*TASK TO CARRY OUT:* Copy every row below word for word, leaving the pictures out of your copy.

*LISTING:*
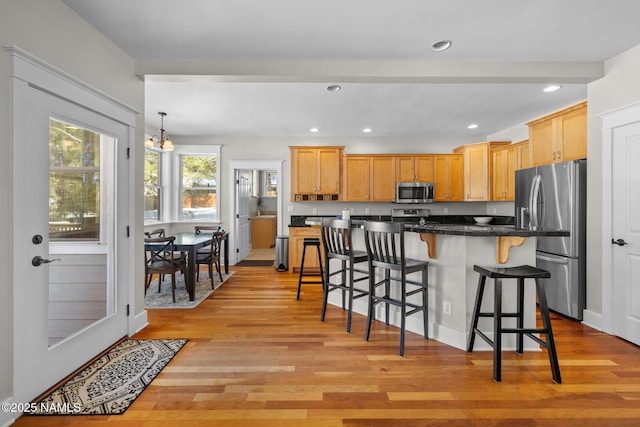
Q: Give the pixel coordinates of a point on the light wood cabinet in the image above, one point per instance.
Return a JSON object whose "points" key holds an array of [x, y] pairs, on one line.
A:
{"points": [[559, 137], [369, 178], [448, 177], [316, 173], [414, 168], [477, 169], [296, 241], [263, 231]]}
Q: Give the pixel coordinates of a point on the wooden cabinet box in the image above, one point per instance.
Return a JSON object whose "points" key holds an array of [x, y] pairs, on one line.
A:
{"points": [[477, 169], [559, 137], [369, 178], [414, 168], [296, 239], [448, 174], [316, 173]]}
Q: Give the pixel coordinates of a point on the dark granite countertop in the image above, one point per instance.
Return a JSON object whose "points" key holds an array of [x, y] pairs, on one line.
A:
{"points": [[453, 229]]}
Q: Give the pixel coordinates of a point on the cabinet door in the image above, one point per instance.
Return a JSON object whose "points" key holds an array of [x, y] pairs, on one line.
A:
{"points": [[382, 186], [476, 172], [572, 131], [328, 170], [304, 170], [405, 168], [456, 178], [541, 143], [356, 178], [499, 181], [424, 168]]}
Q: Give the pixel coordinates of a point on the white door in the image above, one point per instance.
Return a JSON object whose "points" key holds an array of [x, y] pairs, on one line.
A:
{"points": [[69, 250], [243, 221], [625, 244]]}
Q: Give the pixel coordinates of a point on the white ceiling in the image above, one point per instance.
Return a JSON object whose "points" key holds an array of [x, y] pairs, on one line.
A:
{"points": [[261, 67]]}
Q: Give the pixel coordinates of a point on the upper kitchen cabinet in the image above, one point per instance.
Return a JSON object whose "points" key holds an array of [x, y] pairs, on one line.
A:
{"points": [[414, 168], [316, 173], [560, 136], [505, 161], [369, 178], [477, 169], [448, 177]]}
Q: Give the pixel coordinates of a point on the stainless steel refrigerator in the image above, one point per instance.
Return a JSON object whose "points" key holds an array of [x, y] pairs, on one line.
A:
{"points": [[554, 197]]}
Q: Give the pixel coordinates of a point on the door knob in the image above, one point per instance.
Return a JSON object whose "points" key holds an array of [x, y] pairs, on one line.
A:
{"points": [[38, 260], [619, 242]]}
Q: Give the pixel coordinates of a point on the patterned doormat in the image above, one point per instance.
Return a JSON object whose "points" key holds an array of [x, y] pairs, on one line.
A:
{"points": [[112, 382]]}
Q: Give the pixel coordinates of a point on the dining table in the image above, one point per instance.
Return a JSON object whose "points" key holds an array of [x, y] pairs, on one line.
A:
{"points": [[190, 242]]}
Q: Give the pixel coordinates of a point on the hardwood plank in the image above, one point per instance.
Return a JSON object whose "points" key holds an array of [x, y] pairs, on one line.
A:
{"points": [[258, 357]]}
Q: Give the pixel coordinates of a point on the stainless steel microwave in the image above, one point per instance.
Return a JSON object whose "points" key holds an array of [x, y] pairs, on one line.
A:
{"points": [[414, 192]]}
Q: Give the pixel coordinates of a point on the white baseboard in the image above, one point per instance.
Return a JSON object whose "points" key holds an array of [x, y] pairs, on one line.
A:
{"points": [[7, 418], [591, 319], [138, 322]]}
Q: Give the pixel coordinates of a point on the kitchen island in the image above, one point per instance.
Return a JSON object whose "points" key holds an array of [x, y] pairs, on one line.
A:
{"points": [[452, 250]]}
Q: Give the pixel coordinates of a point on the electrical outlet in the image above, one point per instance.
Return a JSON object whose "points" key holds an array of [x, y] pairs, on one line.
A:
{"points": [[446, 308]]}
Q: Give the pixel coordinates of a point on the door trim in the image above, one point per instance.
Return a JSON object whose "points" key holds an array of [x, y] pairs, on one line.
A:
{"points": [[610, 121], [255, 165]]}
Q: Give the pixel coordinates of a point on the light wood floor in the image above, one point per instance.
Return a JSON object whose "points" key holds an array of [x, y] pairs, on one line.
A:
{"points": [[258, 357]]}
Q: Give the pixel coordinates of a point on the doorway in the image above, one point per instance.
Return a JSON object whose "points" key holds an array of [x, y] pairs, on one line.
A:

*SOLUTION TO THE PROBLEM:*
Q: Give the pixel coordinates of a point on the light wood cabinet in the image above, one point per instance.
Return a JSON object whose "points" key holds an array of [x, y] pairs, on one line.
A:
{"points": [[559, 137], [369, 178], [448, 177], [316, 173], [414, 168], [477, 169], [296, 241], [263, 231]]}
Q: Give the pixel coordinates of a point on the wooden cabinet box in the image above, one point per instance.
Return a JSON object whose "points" key holds an array of [x, y] pairs, on one line.
A:
{"points": [[477, 169], [559, 137], [369, 178], [414, 168], [296, 239], [448, 174], [316, 173]]}
Q: Give the pixel coordinates of a point on the dark granite countertop in the image above, one point per instance.
Return a JSON object whose "points" key holds an array of [x, y] pairs, on one line.
A:
{"points": [[453, 229]]}
Q: Give the pixel coordinates of a point on the cabinet door in the image above, one point per instance.
Return a JSON object whose "points" key holds an array of [x, y] pairs, on one line.
A:
{"points": [[382, 186], [476, 172], [572, 131], [328, 170], [304, 170], [405, 168], [456, 178], [541, 143], [356, 178], [499, 181], [424, 168]]}
Q: Give the pixel coordinates of a point on the white door in the image above, one point per instance.
Return a JSON object whose "points" key holds an array of [x, y] pairs, on one line.
A:
{"points": [[69, 250], [243, 221], [625, 244]]}
Q: Give the pixel coordinates of a point on the white ceiling in the image above, one point per instance.
Return a JSON object whose "points" key holds an array of [x, y] pairs, on one line.
A:
{"points": [[261, 67]]}
Q: Give the pixel coordinates of a point on the upper kitchen cabinet in the image above, one point per instance.
Return a JSON object whose "points" key holds an array of [x, y] pairs, on one line.
A:
{"points": [[414, 168], [316, 173], [560, 136], [505, 161], [369, 178], [477, 169], [448, 177]]}
Q: Give the pixel coordinates of a point on the stainless steel refrigerator in the image above, one point per instance.
Return a JSON object whose "points" key holds an array of [x, y] pairs, on one line.
A:
{"points": [[554, 197]]}
Q: Give the pixel coordinates of a point on the door knob in the image above, one point per instance.
Return a JSON object whose "points" key holds an array of [x, y] pairs, on one line.
A:
{"points": [[38, 260], [619, 242]]}
Q: Give the pixel coordinates of a point on the patterned doormat in the image above, one point per instance.
Return a JSON object whose "points" key holds an array of [x, y] pairs, on one line.
A:
{"points": [[112, 382]]}
Q: Give the pixel coordinates of a point on the dining table in the image above, one point per instance.
Return a JSON object whose "points" key holds an array of [x, y] pairs, on one line.
A:
{"points": [[190, 242]]}
Q: Give the pixel coordinates of a point on the hardwood plank in the image above, one point per instance.
Return a JSON object whose "points" key holds an array of [x, y] pairs, on one line.
A:
{"points": [[258, 357]]}
Q: Give the pixel coordinates of a point on the stainless steel microwave in the image above, one point per instance.
Return a JSON object whose "points" key holds an array of [x, y] pairs, on one line.
A:
{"points": [[414, 192]]}
Q: Give the pixel coordinates of a point on the white baseboard in the image above, one point per instance.
Return a JSON object whose "points" key holds an array of [x, y] pairs, on one line.
A:
{"points": [[7, 418], [591, 319], [138, 322]]}
Q: Give the pixel coordinates of a point on the kitchen island in the image above, one point per instance.
Return a JSON object whose "points" key holds an array of [x, y] pairs, on one line.
A:
{"points": [[452, 250]]}
Q: Give the pixel coordinates of a point on the electrical outlet in the image above, one point per instance.
Return a JSON object whose "points" key holds an array of [x, y] pairs, on one line.
A:
{"points": [[446, 308]]}
Q: Give the pixel coordinates of a point on the door trim in the image above, one point per instance.
Return a JSON object whose "points" key holds an array of [x, y] pairs, on one line.
A:
{"points": [[610, 121], [255, 165]]}
Q: Give the pixel coordinates of a point on the light wood floor in the image above, one point per instance.
Return a JSON object whose "points" key holds an array of [x, y] pairs, on one line.
A:
{"points": [[258, 357]]}
Q: Give the pixel coordinates of a point on the doorway in the image above, one point per instance.
Return a JSON object whose "points" key holds an array of [x, y] pairs, on one line.
A:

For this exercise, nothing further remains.